# SHORT EXERCISE:
Rewrite the rows from the line with "for the sandy" to the line with "[226,514,312,576]", changing "groomsman" to "best man" and keeping everything else the same. Leave the pictures out of your answer.

** Start of INFORMATION PROVIDED **

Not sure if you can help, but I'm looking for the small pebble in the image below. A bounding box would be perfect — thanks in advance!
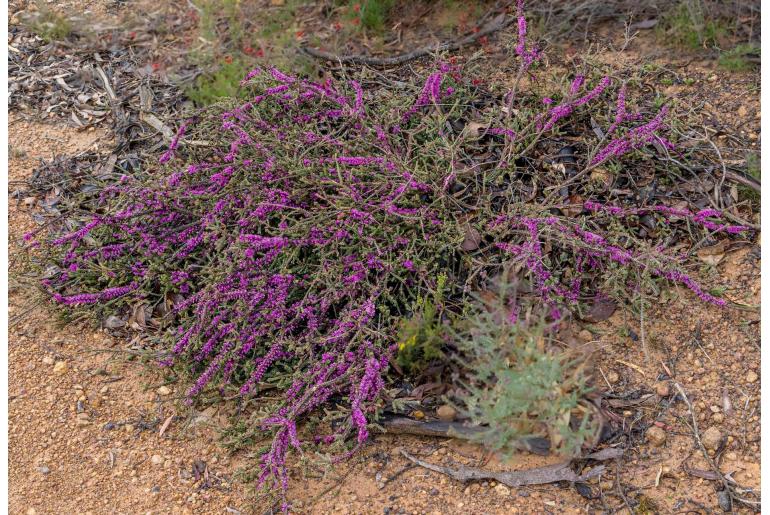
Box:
[645,426,666,447]
[156,386,171,395]
[494,485,511,497]
[436,404,457,422]
[700,426,722,451]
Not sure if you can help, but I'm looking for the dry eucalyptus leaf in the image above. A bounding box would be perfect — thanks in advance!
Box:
[696,240,728,266]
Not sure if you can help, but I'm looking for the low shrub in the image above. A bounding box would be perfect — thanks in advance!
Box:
[27,0,743,508]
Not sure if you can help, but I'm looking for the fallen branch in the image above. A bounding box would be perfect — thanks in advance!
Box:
[674,382,760,511]
[300,13,516,66]
[401,449,605,487]
[379,414,551,456]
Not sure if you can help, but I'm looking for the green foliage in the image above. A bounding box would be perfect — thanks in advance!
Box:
[397,274,447,373]
[454,289,598,455]
[25,4,72,43]
[719,44,760,72]
[661,0,727,50]
[350,0,395,32]
[186,60,249,106]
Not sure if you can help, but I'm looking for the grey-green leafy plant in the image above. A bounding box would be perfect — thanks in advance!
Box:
[453,287,599,457]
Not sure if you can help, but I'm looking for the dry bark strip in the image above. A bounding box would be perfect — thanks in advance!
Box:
[401,449,622,488]
[300,13,516,66]
[379,413,551,456]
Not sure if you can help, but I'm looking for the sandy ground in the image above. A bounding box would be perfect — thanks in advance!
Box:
[9,2,760,514]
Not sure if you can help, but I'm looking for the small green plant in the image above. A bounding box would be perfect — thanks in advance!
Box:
[397,274,447,373]
[454,288,598,456]
[660,0,727,50]
[187,59,248,106]
[718,44,760,72]
[25,4,72,43]
[350,0,395,33]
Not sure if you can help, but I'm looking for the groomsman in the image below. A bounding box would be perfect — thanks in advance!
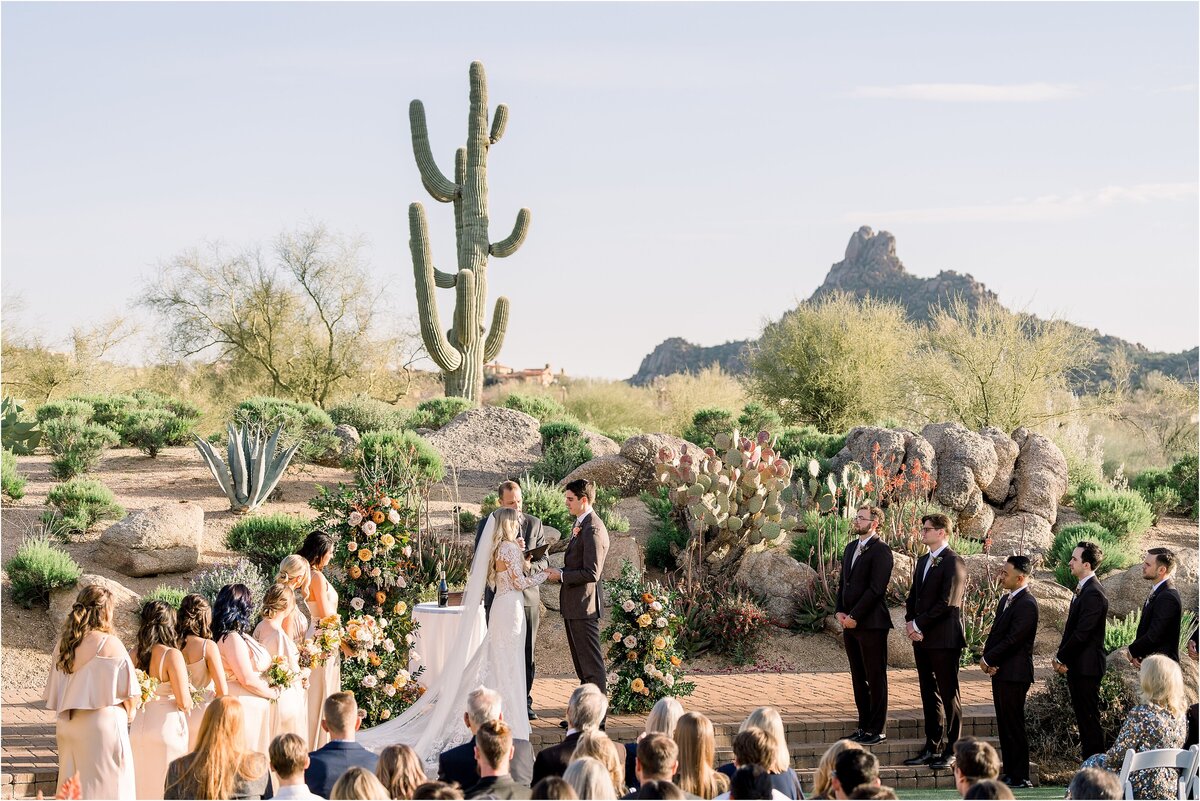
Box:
[1129,548,1183,668]
[1054,541,1109,759]
[838,505,894,746]
[979,555,1038,787]
[904,514,967,770]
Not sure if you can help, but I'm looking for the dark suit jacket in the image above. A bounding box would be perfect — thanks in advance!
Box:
[1129,580,1183,662]
[477,512,550,609]
[904,546,967,649]
[463,776,533,799]
[533,731,580,784]
[838,537,895,628]
[1055,576,1109,676]
[438,740,533,789]
[983,586,1038,683]
[558,510,608,620]
[304,740,379,799]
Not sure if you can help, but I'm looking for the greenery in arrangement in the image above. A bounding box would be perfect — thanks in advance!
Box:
[4,535,83,609]
[0,450,26,500]
[600,560,696,715]
[42,478,125,538]
[226,514,312,576]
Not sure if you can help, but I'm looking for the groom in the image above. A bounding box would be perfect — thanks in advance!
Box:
[547,478,608,719]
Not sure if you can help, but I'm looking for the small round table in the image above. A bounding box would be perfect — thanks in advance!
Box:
[408,601,487,687]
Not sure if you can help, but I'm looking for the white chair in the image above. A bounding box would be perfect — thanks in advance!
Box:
[1121,746,1200,801]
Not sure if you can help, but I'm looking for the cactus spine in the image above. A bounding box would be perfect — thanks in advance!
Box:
[408,61,529,404]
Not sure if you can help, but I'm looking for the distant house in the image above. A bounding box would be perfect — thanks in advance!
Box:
[484,362,554,386]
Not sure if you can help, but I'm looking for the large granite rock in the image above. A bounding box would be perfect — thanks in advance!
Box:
[96,501,204,576]
[50,573,142,645]
[1013,428,1067,525]
[733,548,817,625]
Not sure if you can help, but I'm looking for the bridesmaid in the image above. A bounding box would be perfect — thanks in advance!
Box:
[44,584,139,799]
[212,584,280,754]
[175,592,229,751]
[254,584,308,740]
[130,601,192,799]
[296,531,344,751]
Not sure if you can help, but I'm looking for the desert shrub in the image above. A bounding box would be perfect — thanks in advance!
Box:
[1075,489,1154,538]
[0,451,25,500]
[226,513,312,576]
[408,398,475,429]
[43,417,120,480]
[187,559,270,608]
[638,487,690,571]
[4,535,83,609]
[36,401,95,423]
[233,397,340,462]
[329,395,408,435]
[42,478,125,537]
[358,430,445,487]
[683,409,734,447]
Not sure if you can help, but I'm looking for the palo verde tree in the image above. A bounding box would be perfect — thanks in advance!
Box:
[408,61,529,404]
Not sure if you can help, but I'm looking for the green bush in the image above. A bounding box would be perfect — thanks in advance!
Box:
[329,395,408,435]
[358,430,446,487]
[4,535,83,609]
[408,398,475,429]
[1075,489,1154,538]
[226,513,312,577]
[43,417,120,480]
[0,451,25,500]
[42,478,125,538]
[233,397,340,463]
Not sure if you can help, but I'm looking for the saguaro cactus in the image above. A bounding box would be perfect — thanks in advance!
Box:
[408,61,529,404]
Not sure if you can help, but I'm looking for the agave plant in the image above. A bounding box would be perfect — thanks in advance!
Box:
[193,423,300,514]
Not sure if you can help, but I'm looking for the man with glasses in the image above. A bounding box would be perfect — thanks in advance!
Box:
[838,505,894,745]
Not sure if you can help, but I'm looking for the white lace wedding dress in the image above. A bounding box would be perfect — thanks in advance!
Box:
[356,518,546,776]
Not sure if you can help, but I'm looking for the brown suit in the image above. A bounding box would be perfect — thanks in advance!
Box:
[558,511,608,692]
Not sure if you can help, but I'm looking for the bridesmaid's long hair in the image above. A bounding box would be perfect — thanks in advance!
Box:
[55,584,114,674]
[212,584,254,642]
[133,601,179,673]
[487,506,521,589]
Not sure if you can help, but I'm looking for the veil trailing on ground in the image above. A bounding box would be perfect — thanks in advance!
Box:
[355,516,496,770]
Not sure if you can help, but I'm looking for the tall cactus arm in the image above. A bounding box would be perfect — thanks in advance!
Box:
[487,209,529,259]
[408,101,458,203]
[484,295,509,363]
[408,203,465,373]
[488,103,509,145]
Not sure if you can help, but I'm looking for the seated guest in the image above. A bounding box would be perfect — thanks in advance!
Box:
[464,721,529,799]
[1082,654,1187,799]
[329,765,391,801]
[163,695,270,799]
[962,778,1016,801]
[625,695,683,793]
[438,687,533,787]
[268,733,320,799]
[1067,767,1124,801]
[304,692,379,799]
[676,712,730,799]
[563,757,617,801]
[719,706,804,799]
[376,746,425,799]
[812,740,863,801]
[954,737,1000,797]
[833,748,880,799]
[533,683,608,783]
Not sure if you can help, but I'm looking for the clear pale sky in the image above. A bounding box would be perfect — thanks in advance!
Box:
[0,2,1200,378]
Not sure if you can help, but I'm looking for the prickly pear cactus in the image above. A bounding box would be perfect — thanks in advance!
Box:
[654,430,799,572]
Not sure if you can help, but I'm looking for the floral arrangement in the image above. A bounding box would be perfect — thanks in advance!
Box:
[601,561,696,713]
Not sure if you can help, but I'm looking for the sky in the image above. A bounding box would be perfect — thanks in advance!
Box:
[0,2,1200,378]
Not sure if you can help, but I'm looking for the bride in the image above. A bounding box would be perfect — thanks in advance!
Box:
[356,508,547,775]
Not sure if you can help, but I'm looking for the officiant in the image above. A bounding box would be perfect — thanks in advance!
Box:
[475,481,550,721]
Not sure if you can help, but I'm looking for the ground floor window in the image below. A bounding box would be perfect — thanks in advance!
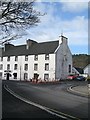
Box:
[44,74,49,80]
[24,73,28,80]
[68,65,71,73]
[13,73,17,79]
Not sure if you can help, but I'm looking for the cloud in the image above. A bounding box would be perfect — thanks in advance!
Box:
[61,0,89,12]
[11,3,88,52]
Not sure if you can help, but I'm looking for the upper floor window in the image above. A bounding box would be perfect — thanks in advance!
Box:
[45,54,49,60]
[15,56,18,61]
[24,64,28,71]
[34,55,38,60]
[44,74,49,80]
[0,64,3,70]
[45,63,49,71]
[7,64,10,70]
[14,64,17,70]
[7,56,10,61]
[1,57,3,61]
[34,64,38,71]
[25,55,28,61]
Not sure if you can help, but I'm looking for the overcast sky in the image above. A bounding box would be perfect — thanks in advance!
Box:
[12,0,89,54]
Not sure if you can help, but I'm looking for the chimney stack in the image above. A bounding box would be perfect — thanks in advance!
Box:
[26,39,37,49]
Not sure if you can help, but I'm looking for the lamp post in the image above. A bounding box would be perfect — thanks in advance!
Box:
[20,65,21,81]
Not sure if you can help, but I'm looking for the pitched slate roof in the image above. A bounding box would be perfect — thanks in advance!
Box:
[2,41,59,57]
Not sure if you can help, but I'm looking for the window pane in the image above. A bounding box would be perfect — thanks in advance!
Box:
[14,64,17,70]
[7,64,10,70]
[24,73,28,80]
[44,74,49,80]
[15,56,18,61]
[34,64,38,70]
[34,55,38,60]
[7,57,10,61]
[45,54,49,60]
[68,65,71,73]
[25,55,28,61]
[1,57,3,61]
[24,64,28,71]
[0,64,3,70]
[45,63,49,71]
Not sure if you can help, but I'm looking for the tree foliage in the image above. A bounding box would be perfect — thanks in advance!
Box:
[0,0,44,44]
[72,54,90,68]
[0,0,40,31]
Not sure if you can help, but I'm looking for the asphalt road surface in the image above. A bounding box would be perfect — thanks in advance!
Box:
[2,81,88,120]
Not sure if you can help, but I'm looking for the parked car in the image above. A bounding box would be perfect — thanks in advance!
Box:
[67,74,78,80]
[75,76,86,81]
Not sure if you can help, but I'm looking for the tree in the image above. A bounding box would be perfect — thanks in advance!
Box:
[0,0,41,44]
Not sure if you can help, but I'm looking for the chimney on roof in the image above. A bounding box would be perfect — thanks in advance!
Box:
[59,35,68,44]
[4,43,14,51]
[26,39,37,49]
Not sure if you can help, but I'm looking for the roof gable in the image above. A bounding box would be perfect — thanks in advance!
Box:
[2,41,59,57]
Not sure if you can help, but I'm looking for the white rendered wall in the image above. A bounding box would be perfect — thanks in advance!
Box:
[0,54,55,80]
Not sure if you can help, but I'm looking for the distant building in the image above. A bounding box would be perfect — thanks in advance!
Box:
[0,36,72,81]
[84,64,90,76]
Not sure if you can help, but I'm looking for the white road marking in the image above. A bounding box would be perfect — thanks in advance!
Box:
[4,85,80,120]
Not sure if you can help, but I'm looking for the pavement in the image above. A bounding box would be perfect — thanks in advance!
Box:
[70,84,90,97]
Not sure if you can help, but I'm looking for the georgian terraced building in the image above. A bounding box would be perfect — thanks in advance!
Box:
[0,36,72,81]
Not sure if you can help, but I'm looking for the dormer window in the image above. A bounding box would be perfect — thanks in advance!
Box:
[45,54,49,60]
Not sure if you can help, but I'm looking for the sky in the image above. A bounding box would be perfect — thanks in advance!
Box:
[12,0,89,54]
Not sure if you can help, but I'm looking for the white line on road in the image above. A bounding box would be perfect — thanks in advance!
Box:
[4,85,80,120]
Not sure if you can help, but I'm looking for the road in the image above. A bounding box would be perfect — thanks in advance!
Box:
[2,81,88,120]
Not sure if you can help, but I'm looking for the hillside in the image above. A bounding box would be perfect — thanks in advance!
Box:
[72,54,90,68]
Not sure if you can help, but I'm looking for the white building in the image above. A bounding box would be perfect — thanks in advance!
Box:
[84,64,90,76]
[0,36,72,80]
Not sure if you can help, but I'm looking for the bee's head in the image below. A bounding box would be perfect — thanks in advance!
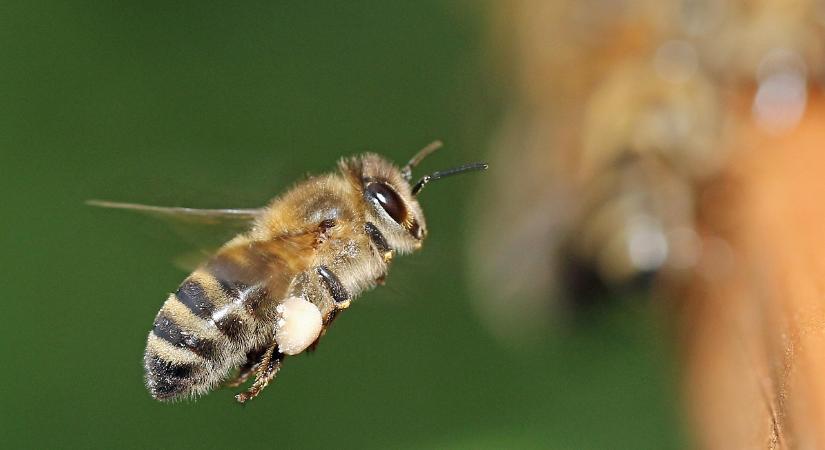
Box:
[342,141,487,253]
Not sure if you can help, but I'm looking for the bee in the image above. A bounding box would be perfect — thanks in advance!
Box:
[88,142,487,403]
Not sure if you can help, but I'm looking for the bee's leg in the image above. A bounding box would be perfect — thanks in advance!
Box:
[235,343,284,403]
[307,309,341,353]
[225,348,267,387]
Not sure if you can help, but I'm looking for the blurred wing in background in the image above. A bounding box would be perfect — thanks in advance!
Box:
[86,200,262,271]
[470,0,825,449]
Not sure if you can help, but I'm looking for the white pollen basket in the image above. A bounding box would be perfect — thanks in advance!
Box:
[275,297,323,355]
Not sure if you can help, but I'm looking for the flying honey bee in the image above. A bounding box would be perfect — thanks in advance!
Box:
[88,142,487,403]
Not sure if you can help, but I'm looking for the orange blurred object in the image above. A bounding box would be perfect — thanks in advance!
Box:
[677,95,825,449]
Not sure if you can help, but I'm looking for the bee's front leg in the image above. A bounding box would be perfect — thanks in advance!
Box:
[235,343,284,403]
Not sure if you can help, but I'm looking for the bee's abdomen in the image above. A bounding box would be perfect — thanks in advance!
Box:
[144,270,266,400]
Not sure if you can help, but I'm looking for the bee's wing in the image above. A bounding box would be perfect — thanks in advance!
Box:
[86,200,263,271]
[86,200,263,222]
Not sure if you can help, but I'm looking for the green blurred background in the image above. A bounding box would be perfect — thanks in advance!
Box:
[0,1,684,449]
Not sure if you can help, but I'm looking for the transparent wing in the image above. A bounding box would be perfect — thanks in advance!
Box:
[86,200,263,222]
[86,200,263,271]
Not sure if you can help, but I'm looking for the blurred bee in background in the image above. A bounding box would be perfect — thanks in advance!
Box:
[89,142,487,403]
[470,0,825,448]
[470,1,726,337]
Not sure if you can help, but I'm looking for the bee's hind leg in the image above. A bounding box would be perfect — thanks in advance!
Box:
[235,343,284,403]
[224,348,267,387]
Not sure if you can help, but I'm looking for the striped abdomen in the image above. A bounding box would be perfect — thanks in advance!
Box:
[144,239,292,400]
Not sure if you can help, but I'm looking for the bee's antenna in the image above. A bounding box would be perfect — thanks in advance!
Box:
[412,163,488,196]
[401,141,444,181]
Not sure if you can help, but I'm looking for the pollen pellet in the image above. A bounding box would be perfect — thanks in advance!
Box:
[89,146,487,403]
[275,297,322,355]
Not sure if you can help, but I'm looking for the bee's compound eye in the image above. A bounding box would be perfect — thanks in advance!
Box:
[367,182,407,223]
[275,297,323,355]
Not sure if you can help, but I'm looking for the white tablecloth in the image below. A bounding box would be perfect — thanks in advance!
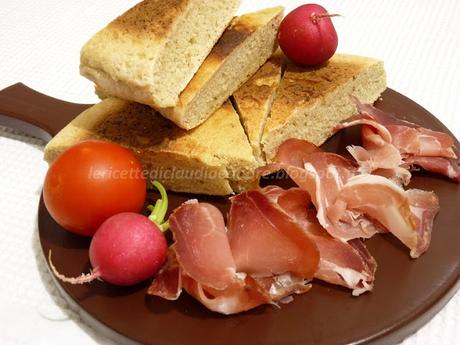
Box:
[0,0,460,345]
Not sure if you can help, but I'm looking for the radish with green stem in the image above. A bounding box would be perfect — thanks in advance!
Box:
[48,181,169,286]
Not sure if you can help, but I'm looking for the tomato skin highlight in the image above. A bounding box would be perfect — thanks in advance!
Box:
[43,140,147,236]
[278,4,338,66]
[89,212,168,286]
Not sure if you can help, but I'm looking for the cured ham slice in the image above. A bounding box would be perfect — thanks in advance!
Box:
[406,189,439,257]
[404,156,460,182]
[336,114,412,185]
[387,125,457,158]
[262,186,377,296]
[148,196,319,314]
[256,273,311,303]
[228,191,319,278]
[169,202,236,290]
[331,175,437,258]
[258,152,384,241]
[183,276,274,315]
[354,99,460,182]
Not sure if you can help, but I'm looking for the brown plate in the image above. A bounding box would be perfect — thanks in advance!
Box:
[0,85,460,345]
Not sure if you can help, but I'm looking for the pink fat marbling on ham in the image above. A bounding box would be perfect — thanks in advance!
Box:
[262,186,377,296]
[228,191,319,279]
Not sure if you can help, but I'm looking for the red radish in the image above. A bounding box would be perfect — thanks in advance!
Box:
[49,183,168,286]
[278,4,338,65]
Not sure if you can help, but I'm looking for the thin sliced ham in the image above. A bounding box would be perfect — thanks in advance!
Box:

** End of INFORMATION PROVIDED **

# ANSWER TO THE PROBLEM:
Not sure if you can help, but I'm looking for the sandy ground in the image above. A bounding box would be perfect — thanks in advance!
Box:
[9,2,760,514]
Not sure if you can help, but I'm looking for the small green plant in the image above. A bounding box would be perfect — thanks in advance!
Box:
[397,274,447,373]
[454,288,598,456]
[660,0,727,50]
[187,59,248,106]
[718,44,760,72]
[25,4,72,43]
[350,0,395,33]
Not sure if you can help, but I'm looking for the best man in the image below. A bounding box would be perfect — thanks in advance!
Box:
[1129,548,1183,668]
[1054,541,1109,759]
[838,505,894,746]
[979,555,1038,787]
[904,514,967,770]
Not sure if you can help, but I'm looking for the dark suit jacket in the image above. A bounding box would be perfect — thanks in advance!
Box:
[1129,580,1183,662]
[477,512,550,609]
[904,546,967,649]
[463,776,533,799]
[533,731,580,784]
[838,537,895,628]
[1055,576,1109,676]
[438,740,533,789]
[983,586,1038,683]
[558,510,608,620]
[304,740,379,799]
Not sure if you can help, but I'm looking for the greenery in arrangement in the image above. A bounding box would be perfect — thanks in advance!
Box:
[4,535,83,609]
[0,450,26,500]
[600,560,696,715]
[42,478,125,538]
[226,514,312,576]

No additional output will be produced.